EXCERPTED DATA
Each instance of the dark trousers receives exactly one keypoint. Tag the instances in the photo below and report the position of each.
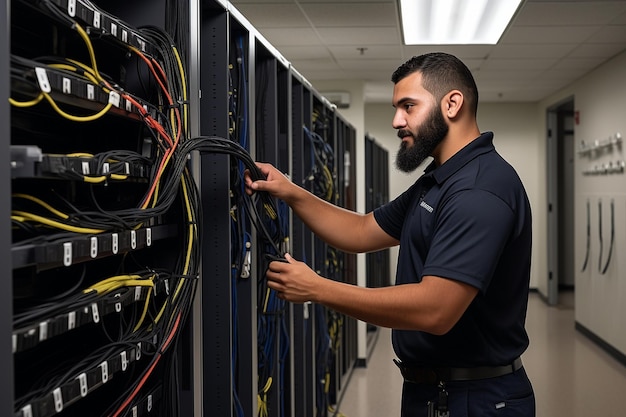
(505, 396)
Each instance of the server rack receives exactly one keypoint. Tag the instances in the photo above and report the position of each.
(6, 288)
(101, 289)
(377, 186)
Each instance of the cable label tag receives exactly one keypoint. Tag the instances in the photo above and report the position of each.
(67, 86)
(105, 371)
(27, 411)
(94, 313)
(93, 250)
(42, 79)
(67, 253)
(71, 320)
(82, 382)
(123, 360)
(71, 8)
(58, 400)
(114, 243)
(114, 98)
(43, 331)
(91, 92)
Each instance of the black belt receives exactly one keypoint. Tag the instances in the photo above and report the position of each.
(420, 375)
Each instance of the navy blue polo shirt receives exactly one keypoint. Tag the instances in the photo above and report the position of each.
(468, 220)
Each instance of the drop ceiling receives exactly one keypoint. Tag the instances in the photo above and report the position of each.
(549, 44)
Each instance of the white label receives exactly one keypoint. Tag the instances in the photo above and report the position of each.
(58, 400)
(43, 331)
(67, 86)
(124, 360)
(27, 411)
(71, 7)
(82, 382)
(67, 253)
(91, 92)
(114, 98)
(93, 250)
(94, 313)
(105, 371)
(71, 320)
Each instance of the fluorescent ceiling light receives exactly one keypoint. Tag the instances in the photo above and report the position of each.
(455, 22)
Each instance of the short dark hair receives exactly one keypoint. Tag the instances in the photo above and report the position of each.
(441, 73)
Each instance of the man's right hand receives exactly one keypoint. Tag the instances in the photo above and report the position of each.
(275, 182)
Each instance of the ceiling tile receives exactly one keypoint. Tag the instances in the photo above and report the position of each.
(350, 14)
(359, 36)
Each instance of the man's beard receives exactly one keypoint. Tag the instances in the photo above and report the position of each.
(431, 134)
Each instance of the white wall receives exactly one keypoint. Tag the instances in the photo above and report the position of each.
(600, 100)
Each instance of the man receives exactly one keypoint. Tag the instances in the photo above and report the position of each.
(464, 228)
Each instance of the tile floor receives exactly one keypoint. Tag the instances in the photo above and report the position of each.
(571, 375)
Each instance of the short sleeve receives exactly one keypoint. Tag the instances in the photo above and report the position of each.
(472, 225)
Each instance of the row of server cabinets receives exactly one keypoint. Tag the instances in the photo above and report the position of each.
(137, 258)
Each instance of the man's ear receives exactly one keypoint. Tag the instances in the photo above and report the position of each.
(452, 104)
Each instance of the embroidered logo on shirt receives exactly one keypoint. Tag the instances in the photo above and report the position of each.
(425, 205)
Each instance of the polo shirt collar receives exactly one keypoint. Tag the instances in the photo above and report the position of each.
(479, 146)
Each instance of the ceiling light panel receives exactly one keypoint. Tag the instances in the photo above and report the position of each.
(455, 22)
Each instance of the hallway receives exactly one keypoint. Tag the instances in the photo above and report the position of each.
(571, 375)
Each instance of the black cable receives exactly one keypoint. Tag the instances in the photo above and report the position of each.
(588, 245)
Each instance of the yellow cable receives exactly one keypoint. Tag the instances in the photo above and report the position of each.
(144, 312)
(183, 81)
(77, 118)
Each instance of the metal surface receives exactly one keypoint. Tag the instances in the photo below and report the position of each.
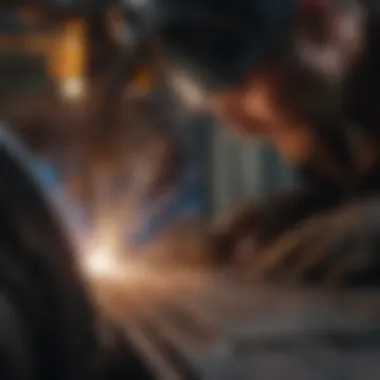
(222, 328)
(38, 272)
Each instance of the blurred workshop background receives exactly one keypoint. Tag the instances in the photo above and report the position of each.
(100, 131)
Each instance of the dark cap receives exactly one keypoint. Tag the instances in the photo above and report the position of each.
(214, 41)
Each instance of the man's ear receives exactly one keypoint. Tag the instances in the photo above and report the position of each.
(330, 35)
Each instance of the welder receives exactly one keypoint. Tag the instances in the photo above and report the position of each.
(289, 71)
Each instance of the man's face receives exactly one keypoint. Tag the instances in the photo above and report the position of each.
(282, 100)
(256, 108)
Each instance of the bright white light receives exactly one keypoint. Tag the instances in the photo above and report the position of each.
(100, 263)
(73, 88)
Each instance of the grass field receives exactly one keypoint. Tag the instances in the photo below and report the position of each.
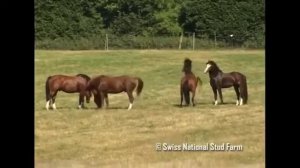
(115, 137)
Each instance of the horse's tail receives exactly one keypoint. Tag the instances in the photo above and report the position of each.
(47, 89)
(140, 85)
(244, 90)
(186, 92)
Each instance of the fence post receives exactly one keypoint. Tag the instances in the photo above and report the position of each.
(194, 41)
(180, 41)
(106, 42)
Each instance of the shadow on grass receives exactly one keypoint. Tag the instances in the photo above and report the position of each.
(203, 103)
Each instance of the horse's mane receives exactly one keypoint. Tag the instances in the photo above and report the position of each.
(214, 64)
(87, 78)
(187, 66)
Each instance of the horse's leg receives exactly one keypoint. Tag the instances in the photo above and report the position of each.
(215, 95)
(106, 99)
(48, 103)
(53, 100)
(193, 96)
(181, 96)
(130, 96)
(81, 100)
(237, 92)
(220, 94)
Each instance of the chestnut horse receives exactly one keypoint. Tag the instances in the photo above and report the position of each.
(102, 85)
(68, 84)
(219, 80)
(188, 83)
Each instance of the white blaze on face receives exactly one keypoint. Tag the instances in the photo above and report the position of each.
(54, 106)
(207, 68)
(130, 106)
(47, 105)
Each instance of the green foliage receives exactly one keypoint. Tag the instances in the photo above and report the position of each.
(67, 22)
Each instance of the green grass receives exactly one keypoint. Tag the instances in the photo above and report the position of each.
(116, 137)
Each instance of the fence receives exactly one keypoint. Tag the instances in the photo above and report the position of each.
(187, 40)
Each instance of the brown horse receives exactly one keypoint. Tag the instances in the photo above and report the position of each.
(188, 83)
(219, 80)
(68, 84)
(102, 85)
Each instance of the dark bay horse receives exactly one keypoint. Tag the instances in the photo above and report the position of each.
(219, 80)
(102, 85)
(68, 84)
(188, 83)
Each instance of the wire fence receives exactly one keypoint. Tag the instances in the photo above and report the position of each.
(186, 40)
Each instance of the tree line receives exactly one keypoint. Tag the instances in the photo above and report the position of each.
(208, 19)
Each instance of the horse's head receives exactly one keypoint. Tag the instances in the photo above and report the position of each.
(210, 65)
(187, 66)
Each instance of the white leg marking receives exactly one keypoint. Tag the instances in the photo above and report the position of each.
(241, 102)
(54, 106)
(207, 68)
(47, 104)
(130, 106)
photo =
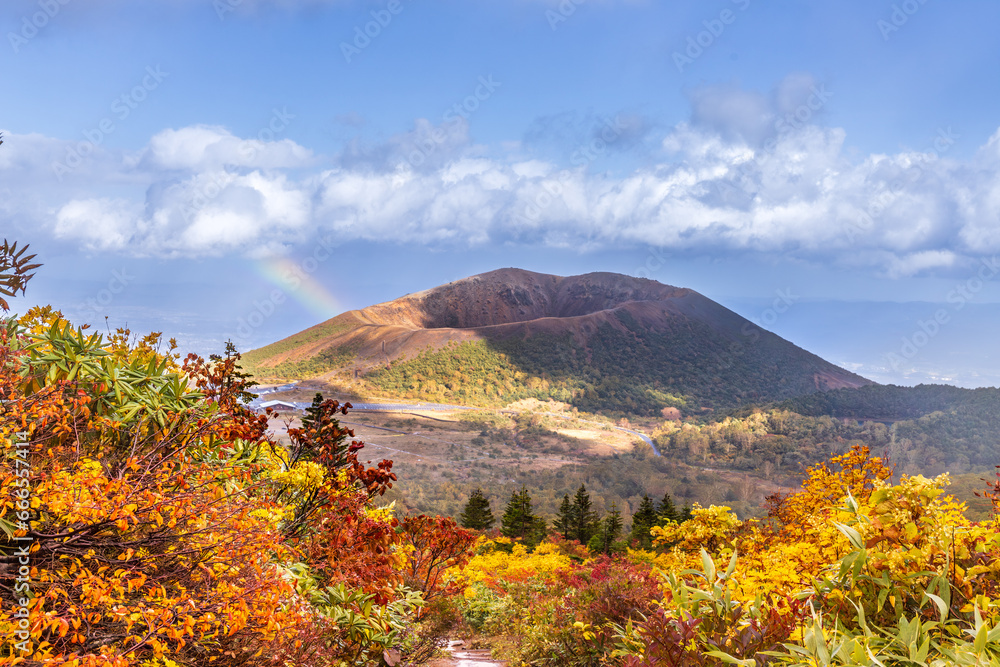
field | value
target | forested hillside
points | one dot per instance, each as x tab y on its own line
601	342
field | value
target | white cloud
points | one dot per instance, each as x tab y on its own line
715	186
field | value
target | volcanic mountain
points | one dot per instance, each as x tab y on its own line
601	341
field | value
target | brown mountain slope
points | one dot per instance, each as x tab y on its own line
584	335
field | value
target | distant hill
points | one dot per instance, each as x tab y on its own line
600	341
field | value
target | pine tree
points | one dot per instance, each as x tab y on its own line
611	529
645	517
667	509
518	520
477	514
585	518
564	521
313	412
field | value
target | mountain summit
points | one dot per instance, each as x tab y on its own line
598	341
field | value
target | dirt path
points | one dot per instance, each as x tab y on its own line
463	657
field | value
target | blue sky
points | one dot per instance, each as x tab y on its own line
243	169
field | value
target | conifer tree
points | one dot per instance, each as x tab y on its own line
477	514
610	529
585	519
518	520
667	510
645	517
311	418
564	521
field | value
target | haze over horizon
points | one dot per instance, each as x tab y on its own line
196	166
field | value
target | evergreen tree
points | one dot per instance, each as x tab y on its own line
585	519
610	530
313	412
518	520
667	510
564	521
645	517
477	514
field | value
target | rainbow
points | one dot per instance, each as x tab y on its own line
298	281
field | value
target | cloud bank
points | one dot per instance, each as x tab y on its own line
747	173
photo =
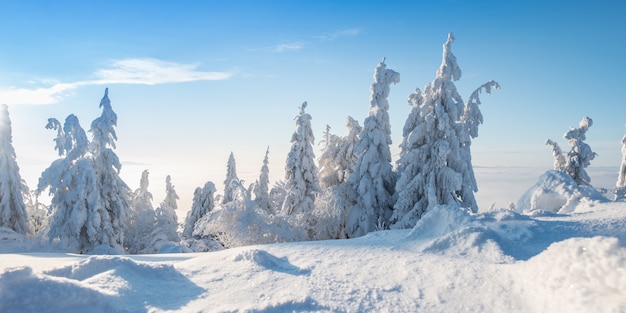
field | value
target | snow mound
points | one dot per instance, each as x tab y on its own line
24	291
557	192
586	273
498	236
97	284
270	262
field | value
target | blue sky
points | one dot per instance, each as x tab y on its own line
192	81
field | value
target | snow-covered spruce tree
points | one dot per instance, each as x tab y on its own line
435	160
328	175
373	180
278	193
37	213
620	186
13	213
336	164
167	221
301	174
142	219
114	193
579	156
79	220
203	203
261	191
230	188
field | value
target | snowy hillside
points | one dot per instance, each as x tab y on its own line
452	261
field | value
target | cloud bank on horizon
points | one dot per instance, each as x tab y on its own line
132	71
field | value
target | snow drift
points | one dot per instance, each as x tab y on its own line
557	192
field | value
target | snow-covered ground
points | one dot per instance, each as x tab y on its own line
452	261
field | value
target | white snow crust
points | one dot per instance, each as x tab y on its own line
451	261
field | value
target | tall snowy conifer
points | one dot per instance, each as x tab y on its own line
435	161
301	174
328	171
167	221
231	181
339	156
373	180
12	207
79	220
579	156
142	219
262	190
114	193
203	203
620	186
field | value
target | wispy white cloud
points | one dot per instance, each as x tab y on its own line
293	46
350	32
299	45
127	71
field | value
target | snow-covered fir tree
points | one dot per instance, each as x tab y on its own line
579	156
435	161
278	193
79	220
339	156
203	203
620	185
328	173
38	216
114	193
336	164
262	189
241	222
167	221
142	219
301	174
13	213
231	180
373	180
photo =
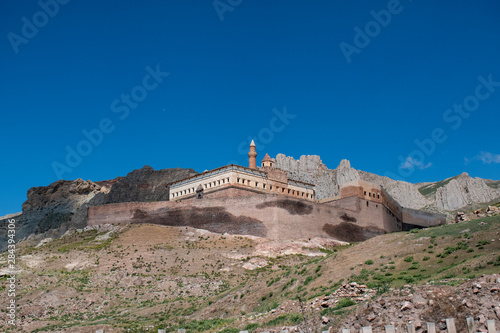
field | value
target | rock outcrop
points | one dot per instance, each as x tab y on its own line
464	190
51	210
457	193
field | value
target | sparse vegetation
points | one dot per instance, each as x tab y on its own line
166	281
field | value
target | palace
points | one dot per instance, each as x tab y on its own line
234	180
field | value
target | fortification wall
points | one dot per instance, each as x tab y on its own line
266	215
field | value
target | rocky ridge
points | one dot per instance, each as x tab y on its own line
446	195
51	210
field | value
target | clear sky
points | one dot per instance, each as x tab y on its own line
94	89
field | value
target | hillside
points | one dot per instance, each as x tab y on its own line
49	211
143	275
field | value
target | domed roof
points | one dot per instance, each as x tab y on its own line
267	158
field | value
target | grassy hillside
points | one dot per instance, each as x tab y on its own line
155	276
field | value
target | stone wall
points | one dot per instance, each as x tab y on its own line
265	215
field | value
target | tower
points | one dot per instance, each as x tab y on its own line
252	156
267	161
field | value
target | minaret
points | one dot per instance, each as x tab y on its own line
252	156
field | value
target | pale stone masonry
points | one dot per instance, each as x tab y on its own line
263	201
265	180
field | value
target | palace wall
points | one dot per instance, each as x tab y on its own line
266	215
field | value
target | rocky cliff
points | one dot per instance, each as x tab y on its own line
63	204
447	195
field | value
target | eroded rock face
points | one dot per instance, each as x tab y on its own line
328	182
462	191
455	194
52	210
146	184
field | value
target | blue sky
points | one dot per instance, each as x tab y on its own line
123	84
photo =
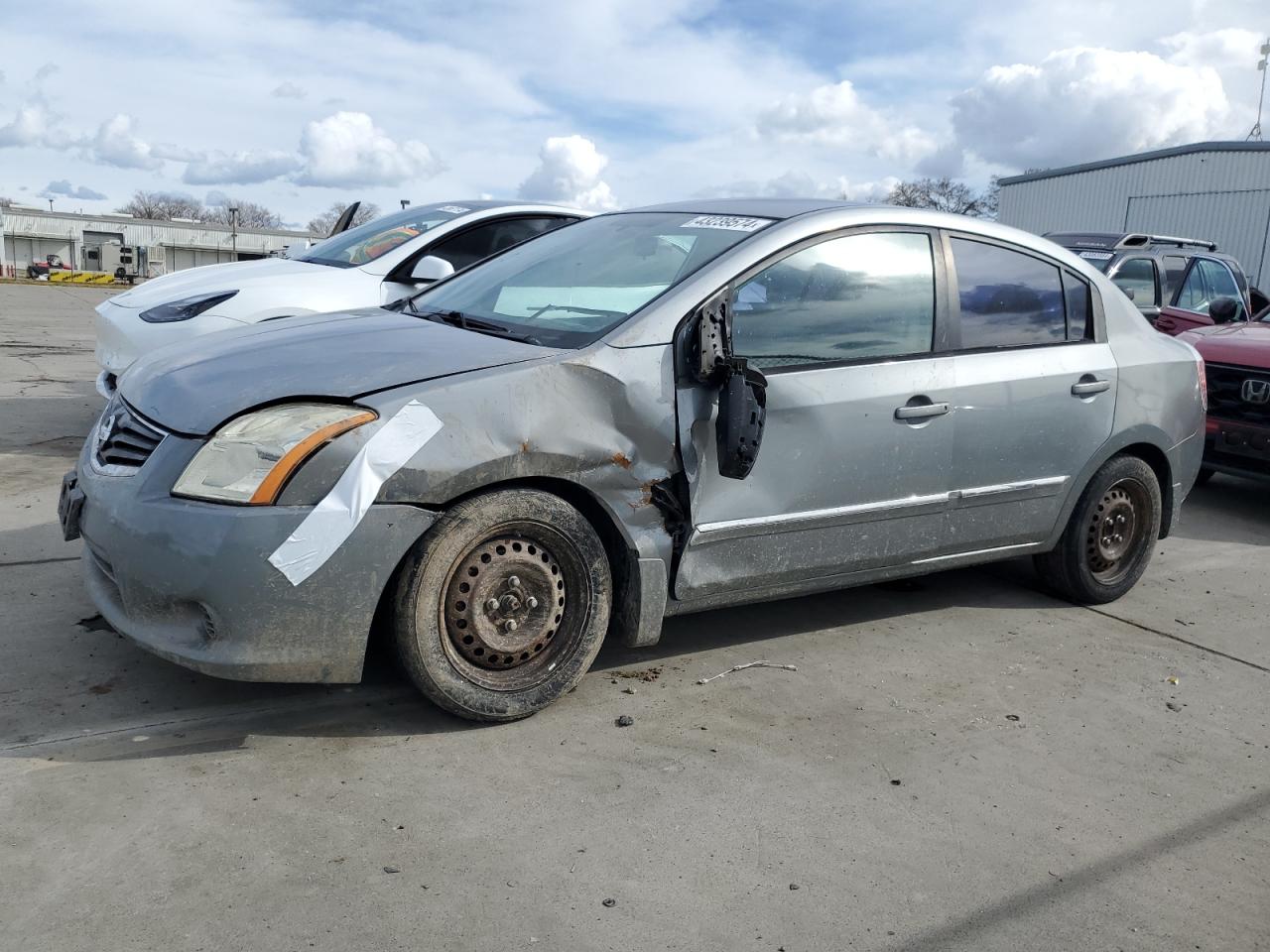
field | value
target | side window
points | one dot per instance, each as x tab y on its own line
1175	266
1137	275
1008	298
1207	281
1080	309
844	298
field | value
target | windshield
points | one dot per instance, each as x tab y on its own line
572	286
375	239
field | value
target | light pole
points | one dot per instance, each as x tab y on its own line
1255	135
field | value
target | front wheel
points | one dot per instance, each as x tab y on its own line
1107	540
502	606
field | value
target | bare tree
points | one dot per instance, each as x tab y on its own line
249	214
321	225
162	206
945	195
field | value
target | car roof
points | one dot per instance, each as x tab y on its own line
1129	241
778	208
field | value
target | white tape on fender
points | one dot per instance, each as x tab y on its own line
335	517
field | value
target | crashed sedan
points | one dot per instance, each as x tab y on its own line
644	414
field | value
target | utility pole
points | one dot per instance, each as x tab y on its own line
1255	135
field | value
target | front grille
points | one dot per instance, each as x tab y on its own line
1225	394
125	440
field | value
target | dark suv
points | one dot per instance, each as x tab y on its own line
1171	280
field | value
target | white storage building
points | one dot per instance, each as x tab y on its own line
169	245
1215	190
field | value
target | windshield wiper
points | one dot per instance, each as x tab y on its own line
574	308
457	318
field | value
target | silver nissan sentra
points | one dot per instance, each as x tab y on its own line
643	414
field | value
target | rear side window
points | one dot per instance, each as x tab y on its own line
1175	266
1007	298
851	298
1206	282
1137	276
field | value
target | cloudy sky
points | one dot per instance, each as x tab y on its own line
604	103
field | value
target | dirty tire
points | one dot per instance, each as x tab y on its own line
1109	538
502	606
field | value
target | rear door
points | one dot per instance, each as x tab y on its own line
1033	397
853	466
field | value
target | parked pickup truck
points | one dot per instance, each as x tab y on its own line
1237	366
1171	281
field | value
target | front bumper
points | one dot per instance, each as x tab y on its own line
1237	448
122	336
190	581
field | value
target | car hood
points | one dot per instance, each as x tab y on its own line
234	276
1243	344
194	386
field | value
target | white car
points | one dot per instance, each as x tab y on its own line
370	266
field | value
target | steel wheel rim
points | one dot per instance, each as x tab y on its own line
515	606
1112	537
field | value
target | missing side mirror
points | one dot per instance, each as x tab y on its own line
1223	309
742	416
711	340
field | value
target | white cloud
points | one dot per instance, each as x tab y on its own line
35	126
347	150
239	168
1087	103
797	184
114	144
63	188
835	114
570	169
289	90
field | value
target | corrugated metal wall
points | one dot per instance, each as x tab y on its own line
33	234
1219	195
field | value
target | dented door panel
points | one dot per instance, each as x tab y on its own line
841	484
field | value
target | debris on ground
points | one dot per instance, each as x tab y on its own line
644	674
743	666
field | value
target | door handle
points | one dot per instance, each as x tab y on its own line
920	412
1089	386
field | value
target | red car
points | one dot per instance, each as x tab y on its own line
1237	366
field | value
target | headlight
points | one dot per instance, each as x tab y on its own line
186	308
249	458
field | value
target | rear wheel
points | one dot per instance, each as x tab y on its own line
503	604
1107	540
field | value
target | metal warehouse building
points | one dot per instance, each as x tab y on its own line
1215	190
162	245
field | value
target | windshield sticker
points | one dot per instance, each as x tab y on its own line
726	222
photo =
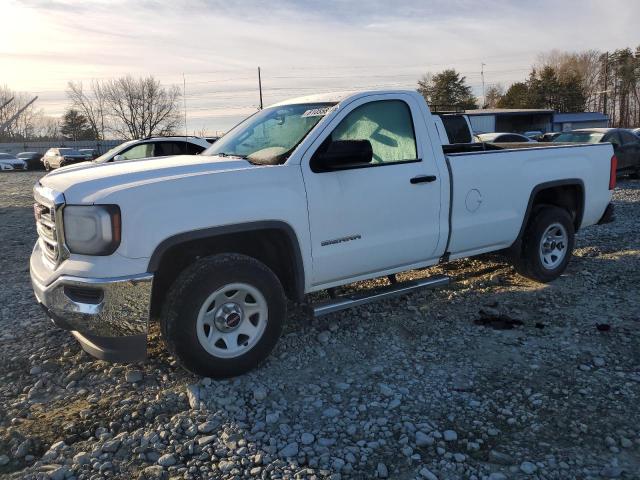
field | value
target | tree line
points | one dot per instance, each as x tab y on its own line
606	82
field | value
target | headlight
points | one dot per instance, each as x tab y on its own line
92	229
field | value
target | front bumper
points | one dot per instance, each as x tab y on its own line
608	216
108	316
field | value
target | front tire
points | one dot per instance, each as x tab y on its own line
548	245
223	315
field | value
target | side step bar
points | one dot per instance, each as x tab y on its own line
347	301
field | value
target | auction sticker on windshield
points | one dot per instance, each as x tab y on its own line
318	112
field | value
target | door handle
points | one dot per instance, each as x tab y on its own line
423	179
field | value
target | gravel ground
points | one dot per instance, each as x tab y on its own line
493	377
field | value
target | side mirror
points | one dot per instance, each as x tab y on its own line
342	154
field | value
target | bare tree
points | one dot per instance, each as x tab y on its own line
16	115
142	107
92	104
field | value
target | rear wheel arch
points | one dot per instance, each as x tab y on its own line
274	243
567	194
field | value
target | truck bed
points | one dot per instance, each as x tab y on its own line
491	186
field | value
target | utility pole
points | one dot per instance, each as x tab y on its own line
184	100
606	81
6	103
260	87
484	98
6	124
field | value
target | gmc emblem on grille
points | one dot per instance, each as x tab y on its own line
37	211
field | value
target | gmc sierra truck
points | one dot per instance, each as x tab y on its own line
306	195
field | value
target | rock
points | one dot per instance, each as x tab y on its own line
81	458
500	458
111	446
423	440
428	474
528	468
133	376
259	394
385	390
599	362
272	418
449	436
202	441
331	412
193	396
291	450
154	471
208	426
323	337
497	476
167	460
307	438
23	449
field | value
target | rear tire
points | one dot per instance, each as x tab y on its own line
547	246
223	315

AIM OF THE EXERCISE
Pull out every line of the records above that contains the string "tire", matching case exactly.

EXERCISE RESPONSE
target | dirty tire
target | front tire
target | rear tire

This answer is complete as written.